= PROVIDED TEXT =
BEGIN

Why Responsible AI Is the Next Big Competitive Advantage in Higher Ed

October 2, 2025
Ashleigh Flanders

Should higher ed institutions welcome generative AI into their domain with open arms, or approach it with caution? How can these “technological aides” actually be used in ways that are responsible and ethical? These are questions many institutional leaders are asking right now.

Some professionals are raving about the benefits of AI, while others remain wary. They worry it could send out inaccurate or robotic marketing messages, introduce unintentional bias in teaching, or frustrate students with impersonal support. These fears are warranted, which is why it’s important to understand how to make AI work for you, rather than the other way around.

AI should help amplify personalization by automating repetitive work and giving staff and faculty the time to focus on the high-value, human-centered tasks that make higher education meaningful. From assisting in marketing campaigns that reach prospective students to lesson planning and quizzes that adapt to learners’ needs, to chatbots that handle routine questions, AI is a tool that institutions can shape responsibly to strengthen connections rather than diminish them.

Let’s break down exactly how AI can be used across marketing, teaching, and student support, why it’s inevitable, and how to do it ethically, thoughtfully, and effectively.

Marketing & Communications: Leading Students to the “Watering Hole”

END

= EXERCISE TASKS =
1: According to the article on responsible AI in higher education, what three areas can AI be used across?
2: From the article on responsible AI in higher education, reproduce word for word the passage starting with "Should higher ed" and going on through "asking right now.".

[Dataset items]
BEGIN

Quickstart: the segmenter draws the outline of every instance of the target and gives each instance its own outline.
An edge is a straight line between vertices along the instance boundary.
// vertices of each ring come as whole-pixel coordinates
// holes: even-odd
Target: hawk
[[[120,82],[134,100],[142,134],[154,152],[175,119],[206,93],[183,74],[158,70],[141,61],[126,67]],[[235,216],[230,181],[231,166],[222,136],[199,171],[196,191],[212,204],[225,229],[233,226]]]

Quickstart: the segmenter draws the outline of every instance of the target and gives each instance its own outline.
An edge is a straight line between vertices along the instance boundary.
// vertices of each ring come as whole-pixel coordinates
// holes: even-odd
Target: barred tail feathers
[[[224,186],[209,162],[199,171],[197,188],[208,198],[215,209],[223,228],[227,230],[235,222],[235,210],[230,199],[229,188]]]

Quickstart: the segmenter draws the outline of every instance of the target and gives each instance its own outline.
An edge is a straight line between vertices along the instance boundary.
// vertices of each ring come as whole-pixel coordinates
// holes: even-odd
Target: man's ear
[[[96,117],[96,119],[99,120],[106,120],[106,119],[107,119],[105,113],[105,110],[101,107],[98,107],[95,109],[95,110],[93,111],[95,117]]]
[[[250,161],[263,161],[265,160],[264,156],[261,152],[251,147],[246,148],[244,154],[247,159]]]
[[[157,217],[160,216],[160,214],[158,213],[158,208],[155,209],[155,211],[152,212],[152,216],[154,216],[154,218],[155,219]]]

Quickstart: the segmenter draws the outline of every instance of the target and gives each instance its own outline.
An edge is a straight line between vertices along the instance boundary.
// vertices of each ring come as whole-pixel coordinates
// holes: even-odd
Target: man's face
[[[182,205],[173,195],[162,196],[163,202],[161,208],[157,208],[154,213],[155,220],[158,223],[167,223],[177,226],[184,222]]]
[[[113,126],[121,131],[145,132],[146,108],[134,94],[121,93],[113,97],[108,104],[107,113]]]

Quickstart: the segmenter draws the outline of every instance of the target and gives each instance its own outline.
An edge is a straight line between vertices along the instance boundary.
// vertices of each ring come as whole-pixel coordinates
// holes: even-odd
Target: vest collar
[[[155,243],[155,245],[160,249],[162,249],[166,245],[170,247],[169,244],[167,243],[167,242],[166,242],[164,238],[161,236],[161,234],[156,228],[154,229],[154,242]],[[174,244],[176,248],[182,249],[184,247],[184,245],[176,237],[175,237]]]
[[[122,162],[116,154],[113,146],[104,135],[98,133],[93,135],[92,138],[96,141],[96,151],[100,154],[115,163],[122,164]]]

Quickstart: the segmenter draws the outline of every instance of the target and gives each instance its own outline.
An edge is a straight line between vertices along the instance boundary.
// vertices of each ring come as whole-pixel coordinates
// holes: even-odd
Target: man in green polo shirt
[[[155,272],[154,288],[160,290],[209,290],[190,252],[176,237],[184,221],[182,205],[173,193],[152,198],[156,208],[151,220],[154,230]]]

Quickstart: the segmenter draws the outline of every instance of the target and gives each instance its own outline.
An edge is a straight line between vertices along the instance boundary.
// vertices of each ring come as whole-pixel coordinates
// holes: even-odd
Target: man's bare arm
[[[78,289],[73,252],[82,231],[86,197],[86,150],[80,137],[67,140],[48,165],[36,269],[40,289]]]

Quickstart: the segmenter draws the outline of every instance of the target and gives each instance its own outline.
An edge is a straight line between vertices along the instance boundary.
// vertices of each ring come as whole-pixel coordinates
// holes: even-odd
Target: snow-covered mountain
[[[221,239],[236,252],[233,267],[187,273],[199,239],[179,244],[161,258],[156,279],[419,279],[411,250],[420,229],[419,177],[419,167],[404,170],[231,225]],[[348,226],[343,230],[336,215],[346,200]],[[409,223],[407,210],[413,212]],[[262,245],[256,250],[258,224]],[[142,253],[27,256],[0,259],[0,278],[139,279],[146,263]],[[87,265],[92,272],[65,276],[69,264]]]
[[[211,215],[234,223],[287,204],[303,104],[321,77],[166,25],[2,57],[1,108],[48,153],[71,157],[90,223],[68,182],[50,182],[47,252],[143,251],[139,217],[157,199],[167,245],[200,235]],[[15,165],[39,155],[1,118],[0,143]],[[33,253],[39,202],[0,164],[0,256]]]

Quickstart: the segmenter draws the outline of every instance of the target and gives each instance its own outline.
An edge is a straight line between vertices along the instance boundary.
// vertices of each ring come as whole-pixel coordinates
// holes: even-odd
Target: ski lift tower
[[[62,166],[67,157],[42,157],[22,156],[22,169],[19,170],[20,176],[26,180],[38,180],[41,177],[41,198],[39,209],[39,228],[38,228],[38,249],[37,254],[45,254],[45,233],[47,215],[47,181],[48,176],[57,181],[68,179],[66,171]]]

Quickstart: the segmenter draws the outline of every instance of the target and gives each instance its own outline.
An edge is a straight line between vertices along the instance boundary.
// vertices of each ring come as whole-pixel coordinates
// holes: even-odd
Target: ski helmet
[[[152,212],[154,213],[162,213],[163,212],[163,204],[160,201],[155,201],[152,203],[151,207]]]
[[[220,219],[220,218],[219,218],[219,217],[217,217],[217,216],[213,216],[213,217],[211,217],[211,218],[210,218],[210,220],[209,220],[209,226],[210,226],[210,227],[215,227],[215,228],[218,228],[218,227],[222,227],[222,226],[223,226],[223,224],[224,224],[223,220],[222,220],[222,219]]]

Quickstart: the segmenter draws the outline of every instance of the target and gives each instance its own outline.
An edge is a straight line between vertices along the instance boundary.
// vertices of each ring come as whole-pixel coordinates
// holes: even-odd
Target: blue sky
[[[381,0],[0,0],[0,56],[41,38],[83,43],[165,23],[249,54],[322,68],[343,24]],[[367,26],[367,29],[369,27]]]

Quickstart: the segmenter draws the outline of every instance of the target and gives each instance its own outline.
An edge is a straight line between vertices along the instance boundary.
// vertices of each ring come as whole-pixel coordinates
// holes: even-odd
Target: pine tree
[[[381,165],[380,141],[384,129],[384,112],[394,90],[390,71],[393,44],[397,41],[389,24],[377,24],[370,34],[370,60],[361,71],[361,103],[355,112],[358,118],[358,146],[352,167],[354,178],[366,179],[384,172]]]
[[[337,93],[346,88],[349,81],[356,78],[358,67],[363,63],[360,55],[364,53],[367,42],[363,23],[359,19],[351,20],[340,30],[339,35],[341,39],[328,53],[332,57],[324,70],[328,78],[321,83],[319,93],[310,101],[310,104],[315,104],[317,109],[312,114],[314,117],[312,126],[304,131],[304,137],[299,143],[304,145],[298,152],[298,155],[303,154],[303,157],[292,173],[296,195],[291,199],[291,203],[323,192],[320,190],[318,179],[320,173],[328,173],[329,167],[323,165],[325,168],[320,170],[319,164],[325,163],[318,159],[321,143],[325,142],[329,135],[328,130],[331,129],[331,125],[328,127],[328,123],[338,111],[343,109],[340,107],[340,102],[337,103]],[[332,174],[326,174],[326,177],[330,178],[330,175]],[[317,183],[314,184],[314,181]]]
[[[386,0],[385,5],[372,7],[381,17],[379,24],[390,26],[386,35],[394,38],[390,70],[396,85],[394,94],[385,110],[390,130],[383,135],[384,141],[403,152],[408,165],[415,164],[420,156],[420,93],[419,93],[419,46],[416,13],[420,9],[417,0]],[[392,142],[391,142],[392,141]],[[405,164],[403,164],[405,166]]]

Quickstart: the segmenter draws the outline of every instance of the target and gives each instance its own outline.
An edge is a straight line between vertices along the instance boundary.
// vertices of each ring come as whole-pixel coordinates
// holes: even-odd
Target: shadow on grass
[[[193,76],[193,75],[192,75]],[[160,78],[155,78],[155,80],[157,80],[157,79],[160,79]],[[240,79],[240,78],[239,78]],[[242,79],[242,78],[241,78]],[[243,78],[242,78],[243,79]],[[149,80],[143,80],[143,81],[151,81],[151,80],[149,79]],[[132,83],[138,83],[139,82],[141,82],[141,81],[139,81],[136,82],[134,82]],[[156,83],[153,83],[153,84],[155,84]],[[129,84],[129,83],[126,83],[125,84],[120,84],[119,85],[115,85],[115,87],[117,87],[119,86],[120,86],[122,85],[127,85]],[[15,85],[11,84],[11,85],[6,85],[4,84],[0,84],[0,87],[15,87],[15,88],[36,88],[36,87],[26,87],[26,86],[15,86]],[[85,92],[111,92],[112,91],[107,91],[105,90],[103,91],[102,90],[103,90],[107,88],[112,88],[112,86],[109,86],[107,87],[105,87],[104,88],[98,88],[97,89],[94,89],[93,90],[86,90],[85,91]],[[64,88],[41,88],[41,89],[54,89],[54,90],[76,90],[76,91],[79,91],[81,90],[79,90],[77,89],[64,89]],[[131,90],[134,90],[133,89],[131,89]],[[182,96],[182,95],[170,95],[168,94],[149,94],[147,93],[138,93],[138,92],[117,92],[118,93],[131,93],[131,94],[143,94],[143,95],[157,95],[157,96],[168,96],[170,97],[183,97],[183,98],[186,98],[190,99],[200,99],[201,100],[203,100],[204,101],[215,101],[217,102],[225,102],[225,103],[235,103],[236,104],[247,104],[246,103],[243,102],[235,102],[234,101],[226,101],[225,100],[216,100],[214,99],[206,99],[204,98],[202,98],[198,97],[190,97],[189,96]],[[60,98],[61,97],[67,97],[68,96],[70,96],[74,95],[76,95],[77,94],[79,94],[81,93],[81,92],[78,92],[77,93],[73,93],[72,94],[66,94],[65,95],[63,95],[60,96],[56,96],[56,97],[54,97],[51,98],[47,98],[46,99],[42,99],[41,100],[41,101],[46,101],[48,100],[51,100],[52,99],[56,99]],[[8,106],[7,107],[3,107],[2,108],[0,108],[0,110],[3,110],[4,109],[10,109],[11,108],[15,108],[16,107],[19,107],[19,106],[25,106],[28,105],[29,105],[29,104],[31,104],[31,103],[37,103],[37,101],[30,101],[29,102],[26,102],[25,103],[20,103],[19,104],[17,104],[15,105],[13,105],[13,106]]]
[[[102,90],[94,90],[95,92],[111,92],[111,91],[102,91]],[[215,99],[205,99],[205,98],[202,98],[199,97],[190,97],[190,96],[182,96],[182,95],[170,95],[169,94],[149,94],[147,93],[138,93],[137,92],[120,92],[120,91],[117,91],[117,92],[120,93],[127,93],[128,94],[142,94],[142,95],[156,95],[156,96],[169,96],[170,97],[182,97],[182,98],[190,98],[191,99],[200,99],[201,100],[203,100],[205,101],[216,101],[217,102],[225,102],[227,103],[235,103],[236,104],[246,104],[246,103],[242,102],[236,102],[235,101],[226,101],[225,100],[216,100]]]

END

= PER-TASK OUTPUTS =
1: Marketing, teaching, and student support.

2:
Should higher ed institutions welcome generative AI into their domain with open arms, or approach it with caution? How can these “technological aides” actually be used in ways that are responsible and ethical? These are questions many institutional leaders are asking right now.